• _Text excerpt_
####################

FunASR Use-case Showcase

May 25, 2026 · View on GitHub

FunASR is useful far beyond a single offline transcription command. This page collects the fastest paths for developers who want to evaluate, deploy, or integrate speech understanding in real products.

Choose the right path

Goal	Start here	Why it matters
Try FunASR in a browser	Colab quickstart	Run a public sample and upload your own audio before setting up a local environment.
Transcribe one file locally	README quick start and model selection guide	Verify install, model choice, and model download in minutes.
Compare accuracy and speed	Benchmark report	Reproduce the 184-file long-audio benchmark before choosing a model.
Migrate from Whisper/cloud ASR	Migration guide	Map existing pipelines to FunASR, benchmark representative audio, and plan a safe rollout.
Build a private speech API	OpenAI-compatible API example, Gradio browser demo, client recipes, JavaScript/TypeScript recipes, and workflow recipes	Reuse LangChain, Dify, n8n, AutoGen, and other OpenAI-style clients without sending audio to a cloud ASR provider.
Add speech input to agents	MCP server and voice input	Connect local ASR to Claude, Cursor, and desktop agent workflows.
Choose a deployment path	Deployment matrix	Compare Python API, OpenAI API, Docker Compose, Kubernetes, WebSocket, vLLM, MCP, batch, subtitles, and Triton.
Serve streaming ASR	Runtime service docs	Run WebSocket or service-mode ASR for live captioning and call-center style workloads.
Accelerate LLM-based ASR	vLLM guide	Use tensor parallel decoding and streaming service support for Fun-ASR-Nano.

####################

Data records
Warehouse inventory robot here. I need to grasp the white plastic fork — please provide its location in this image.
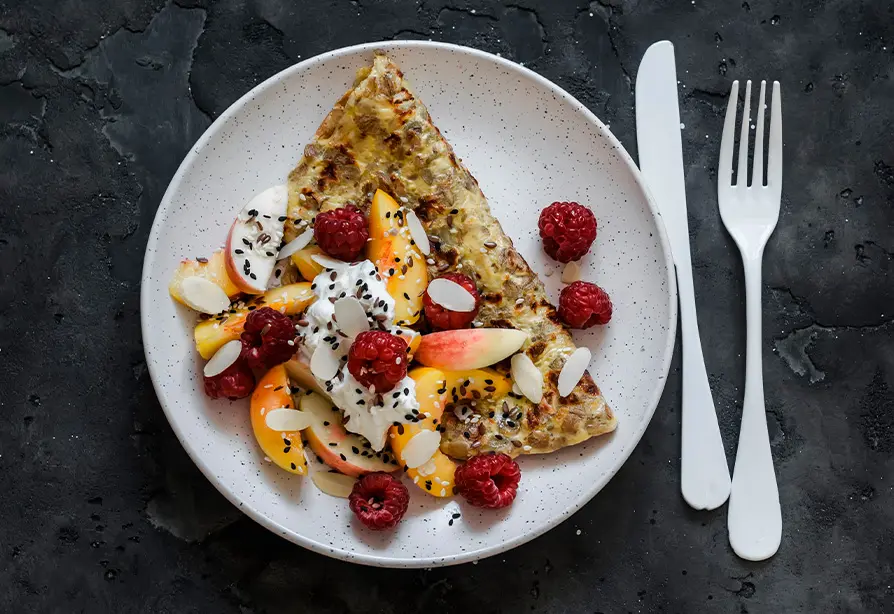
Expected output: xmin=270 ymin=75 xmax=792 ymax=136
xmin=717 ymin=81 xmax=782 ymax=561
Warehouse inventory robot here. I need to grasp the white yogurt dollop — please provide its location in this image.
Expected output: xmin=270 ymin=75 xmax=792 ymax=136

####################

Answer these questions about the FunASR use-case showcase:
(a) How many files are in the long-audio benchmark that the benchmark report reproduces?
(b) For which model does the vLLM guide offer tensor parallel decoding and streaming service support?
(c) Where does the showcase say to start when adding speech input to agents?

• _Problem solution_
(a) 184 files.
(b) Fun-ASR-Nano.
(c) The MCP server and voice input.